● **Request**:
Write each line out again exactly as written.

----

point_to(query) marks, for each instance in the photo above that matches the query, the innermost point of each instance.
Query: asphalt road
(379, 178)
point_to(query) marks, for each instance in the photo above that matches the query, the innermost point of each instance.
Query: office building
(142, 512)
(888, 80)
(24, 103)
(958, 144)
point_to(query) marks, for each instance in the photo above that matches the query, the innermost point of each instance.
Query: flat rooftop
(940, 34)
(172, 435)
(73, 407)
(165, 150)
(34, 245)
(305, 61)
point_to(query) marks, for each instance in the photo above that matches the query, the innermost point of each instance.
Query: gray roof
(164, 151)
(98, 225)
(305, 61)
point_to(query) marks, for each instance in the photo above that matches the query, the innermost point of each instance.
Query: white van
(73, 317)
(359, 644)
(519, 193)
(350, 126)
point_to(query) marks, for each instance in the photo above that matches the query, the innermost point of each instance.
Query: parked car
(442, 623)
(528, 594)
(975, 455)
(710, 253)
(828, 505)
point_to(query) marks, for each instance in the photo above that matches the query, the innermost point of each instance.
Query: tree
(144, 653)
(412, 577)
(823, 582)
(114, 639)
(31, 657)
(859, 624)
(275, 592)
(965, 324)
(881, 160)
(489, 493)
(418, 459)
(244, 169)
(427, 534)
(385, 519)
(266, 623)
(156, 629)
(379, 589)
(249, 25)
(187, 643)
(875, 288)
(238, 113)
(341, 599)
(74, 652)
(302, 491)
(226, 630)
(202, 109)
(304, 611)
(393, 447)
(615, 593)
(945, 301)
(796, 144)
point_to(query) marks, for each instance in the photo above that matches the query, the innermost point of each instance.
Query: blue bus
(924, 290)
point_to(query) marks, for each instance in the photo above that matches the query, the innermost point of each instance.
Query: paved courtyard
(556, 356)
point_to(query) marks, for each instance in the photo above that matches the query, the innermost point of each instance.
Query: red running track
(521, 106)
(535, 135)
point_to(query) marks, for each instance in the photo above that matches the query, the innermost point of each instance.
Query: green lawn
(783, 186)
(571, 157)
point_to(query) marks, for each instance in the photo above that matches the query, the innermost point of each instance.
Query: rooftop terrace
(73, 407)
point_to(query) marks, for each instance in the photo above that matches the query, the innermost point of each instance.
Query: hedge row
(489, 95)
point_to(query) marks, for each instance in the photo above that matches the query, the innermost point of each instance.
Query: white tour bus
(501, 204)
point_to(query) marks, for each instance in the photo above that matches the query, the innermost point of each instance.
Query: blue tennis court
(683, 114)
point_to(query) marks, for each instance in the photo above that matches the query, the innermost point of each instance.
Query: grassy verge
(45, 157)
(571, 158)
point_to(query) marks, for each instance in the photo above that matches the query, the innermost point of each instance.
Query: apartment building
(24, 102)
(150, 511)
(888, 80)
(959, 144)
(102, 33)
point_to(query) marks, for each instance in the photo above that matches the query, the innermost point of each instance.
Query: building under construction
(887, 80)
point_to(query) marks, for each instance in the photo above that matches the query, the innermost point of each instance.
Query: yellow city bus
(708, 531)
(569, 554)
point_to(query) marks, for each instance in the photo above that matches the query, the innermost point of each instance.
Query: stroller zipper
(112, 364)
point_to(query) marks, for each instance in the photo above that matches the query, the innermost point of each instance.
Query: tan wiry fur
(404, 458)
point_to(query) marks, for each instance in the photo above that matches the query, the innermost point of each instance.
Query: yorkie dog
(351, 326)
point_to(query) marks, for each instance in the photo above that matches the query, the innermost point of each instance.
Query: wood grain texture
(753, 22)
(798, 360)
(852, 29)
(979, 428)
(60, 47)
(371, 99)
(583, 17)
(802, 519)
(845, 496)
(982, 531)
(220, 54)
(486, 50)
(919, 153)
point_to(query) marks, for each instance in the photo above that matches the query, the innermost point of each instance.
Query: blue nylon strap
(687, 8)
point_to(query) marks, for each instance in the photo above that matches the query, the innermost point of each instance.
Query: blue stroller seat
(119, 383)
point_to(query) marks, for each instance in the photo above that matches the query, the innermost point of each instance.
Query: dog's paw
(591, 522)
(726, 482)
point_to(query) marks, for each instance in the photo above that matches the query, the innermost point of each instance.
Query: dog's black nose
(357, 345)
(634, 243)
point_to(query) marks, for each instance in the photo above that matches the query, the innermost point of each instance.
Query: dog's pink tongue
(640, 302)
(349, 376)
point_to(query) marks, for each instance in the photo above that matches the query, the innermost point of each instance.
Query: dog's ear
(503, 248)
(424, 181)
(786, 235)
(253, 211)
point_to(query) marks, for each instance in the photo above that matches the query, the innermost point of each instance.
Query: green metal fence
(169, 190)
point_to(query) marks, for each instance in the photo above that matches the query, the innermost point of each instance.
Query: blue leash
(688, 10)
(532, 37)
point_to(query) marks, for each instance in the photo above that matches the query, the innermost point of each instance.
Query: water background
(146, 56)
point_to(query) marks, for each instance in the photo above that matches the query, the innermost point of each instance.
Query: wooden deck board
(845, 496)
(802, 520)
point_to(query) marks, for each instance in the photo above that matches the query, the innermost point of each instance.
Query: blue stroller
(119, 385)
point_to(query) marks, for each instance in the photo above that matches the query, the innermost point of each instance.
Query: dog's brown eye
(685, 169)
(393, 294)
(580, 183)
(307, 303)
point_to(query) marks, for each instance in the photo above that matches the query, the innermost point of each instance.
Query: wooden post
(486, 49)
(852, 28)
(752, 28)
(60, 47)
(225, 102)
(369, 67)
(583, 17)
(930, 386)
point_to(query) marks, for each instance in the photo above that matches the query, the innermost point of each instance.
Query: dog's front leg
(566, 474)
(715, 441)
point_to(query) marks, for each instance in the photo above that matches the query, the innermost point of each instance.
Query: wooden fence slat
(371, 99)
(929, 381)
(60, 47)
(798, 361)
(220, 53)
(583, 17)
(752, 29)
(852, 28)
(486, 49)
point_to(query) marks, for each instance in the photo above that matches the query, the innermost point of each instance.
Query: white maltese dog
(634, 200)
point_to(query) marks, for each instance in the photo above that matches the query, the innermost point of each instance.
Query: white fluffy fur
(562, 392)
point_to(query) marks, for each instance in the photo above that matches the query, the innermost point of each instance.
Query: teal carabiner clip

----

● **Completed exercise**:
point_to(query) marks, for each instance in the photo above that matches the query, the innermost point of each instance.
Query: asphalt road
(379, 178)
point_to(query) marks, for each instance in the photo above that matches the query, the innermost point of each instance.
Query: office building
(142, 512)
(888, 80)
(24, 103)
(958, 144)
point_to(query) marks, for each instance in the photo above that matches the query, the innermost point of each instance.
Query: flat rooftop
(940, 34)
(172, 435)
(73, 407)
(165, 150)
(34, 245)
(305, 61)
point_to(query) marks, for each instance in the photo above that matches the query, the innermost point of each instance.
Query: gray roof
(164, 151)
(98, 225)
(305, 61)
point_to(query) marks, for each instance in the photo above that matches the query, the innermost point of each instance.
Query: white van
(73, 317)
(359, 644)
(519, 193)
(350, 126)
point_to(query) marks, for each instance in the photo above that matches the query, the innermost point of each instance.
Query: parked car
(442, 623)
(528, 594)
(975, 455)
(710, 253)
(828, 505)
point_to(query) marks, for each instance in the photo above that matches the query, the innermost point of each instance.
Query: tree
(144, 653)
(412, 577)
(823, 582)
(114, 639)
(31, 657)
(859, 624)
(275, 592)
(965, 324)
(881, 160)
(489, 493)
(418, 459)
(244, 169)
(427, 534)
(385, 519)
(266, 623)
(156, 629)
(379, 589)
(249, 25)
(187, 643)
(875, 288)
(238, 113)
(341, 599)
(74, 652)
(302, 491)
(226, 630)
(202, 109)
(304, 611)
(393, 447)
(615, 593)
(945, 301)
(796, 144)
point_to(query) marks, for each instance in the photo above that matches the query, the innermost point of each instance.
Query: blue bus
(924, 290)
point_to(query) marks, for each instance in the photo above that matches the query, the innermost point of each instance.
Query: paved courtyard
(556, 356)
point_to(query) marks, for each instance in the photo above that matches the query, the innermost point of each instance.
Query: red running track
(521, 106)
(535, 135)
point_to(query) marks, for each instance in the photo above that matches the query, the innermost point of each instance.
Query: green lawn
(783, 186)
(571, 157)
point_to(query) marks, for each instance in the photo above that matches the query, the innermost point of each instance.
Query: rooftop terrace
(73, 407)
point_to(query) marks, for each instance in the photo above that matches the query, the innermost point of each instance.
Query: hedge row
(489, 95)
point_to(query) marks, for each instance in the photo above that matches the query, the innermost point of each instance.
Query: white tour bus
(501, 204)
point_to(query) marks, for each instance in the photo above that matches the query, the innermost point of each instance.
Query: blue tennis court
(683, 114)
point_to(query) marks, for each instance in the photo above that matches the query, the innermost point of each instance.
Query: grassy verge
(45, 157)
(571, 158)
point_to(query) marks, for each instance in the photo above that matches the query, the innermost point of each instance.
Query: apartment building
(24, 102)
(150, 511)
(888, 80)
(959, 144)
(102, 33)
point_to(query) marks, for each instance in the photo above that matches the query, the innermost point of each instance.
Query: building under construction
(887, 80)
point_to(query) marks, for each instance in the photo above that matches the query, the innermost point of each instance.
Query: yellow city bus
(708, 531)
(569, 554)
point_to(query) marks, for each instance in the photo above that matches the query, the innermost point of each instance.
Query: stroller zipper
(112, 364)
point_to(query) marks, for each instance in the photo above that matches the query, the innermost point of each instance.
Query: tan wiry fur
(404, 458)
point_to(query) marks, for each instance in the photo above that matches the query, the innermost point of each instance.
Query: yorkie dog
(351, 326)
point_to(query) marks, for each instance in the photo above that matches the query, the innermost point of each instance.
Query: wood grain texture
(753, 22)
(798, 360)
(852, 29)
(979, 428)
(60, 47)
(371, 99)
(583, 17)
(802, 519)
(845, 496)
(982, 531)
(220, 54)
(486, 50)
(919, 153)
point_to(query) marks, for each instance in the photo above that matches the query, the innermost point of each instance.
Query: blue nylon strap
(687, 8)
point_to(query) marks, for each instance in the photo above that matches the query, the innermost point of each instance.
Query: blue stroller seat
(119, 383)
point_to(query) marks, for each instance in the photo above that matches the query, the innermost point of each instance.
Query: dog's paw
(591, 522)
(726, 482)
point_to(query) marks, for each instance in the photo above that matches the query, the innermost point of each instance.
Query: dog's black nose
(357, 345)
(634, 243)
point_to(query) marks, for each instance in the photo above that matches the query, the innermost point of each instance.
Query: dog's pink tongue
(640, 302)
(349, 376)
point_to(query) marks, for each instance in the photo above that matches the query, the innermost point of each instance.
Query: dog's ear
(503, 248)
(424, 181)
(786, 235)
(253, 211)
point_to(query) marks, for each instance in the photo above that matches the query, the innermost point of each instance.
Query: green metal fence
(169, 190)
point_to(query) marks, for each instance in the photo above that matches the query, the innermost point of each instance.
Query: blue leash
(688, 10)
(532, 37)
point_to(query) marks, for each instance in the photo above that matches the query, the innermost point of each instance.
Query: water background
(146, 56)
point_to(query) marks, for each instance in the photo above that matches the query, the innermost point of each instance.
Query: wooden deck board
(845, 496)
(802, 520)
point_to(query) marks, for each instance in the photo above that matches the query, the innermost point of each instance.
Query: blue stroller
(119, 385)
point_to(query) marks, for each instance in the photo above that matches the query, the innermost point of each instance.
Query: dog's brown eye
(685, 169)
(393, 294)
(580, 183)
(307, 303)
point_to(query) marks, for each instance in the photo above that matches the query, the innermost point of each instance.
Query: wooden post
(486, 49)
(852, 28)
(752, 28)
(60, 47)
(225, 102)
(369, 67)
(583, 17)
(930, 386)
point_to(query) marks, for each instance in the photo above that matches the query, the innermost point of each instance.
Query: dog's front leg
(566, 474)
(715, 441)
point_to(query) marks, for each instance in the photo above that matches the query, the innermost point of each instance.
Query: wooden fence slat
(371, 99)
(929, 381)
(60, 47)
(798, 361)
(220, 53)
(583, 17)
(752, 29)
(852, 28)
(486, 49)
point_to(query) marks, for each instance in the photo above that matches the query, the innermost point of each instance.
Query: white maltese dog
(634, 200)
point_to(query) marks, for each instance in the photo above that matches the query, the innermost point of each instance.
Query: white fluffy fur
(562, 392)
point_to(query) marks, for each instance in the photo above that matches the query, the innermost point of each instance.
Query: teal carabiner clip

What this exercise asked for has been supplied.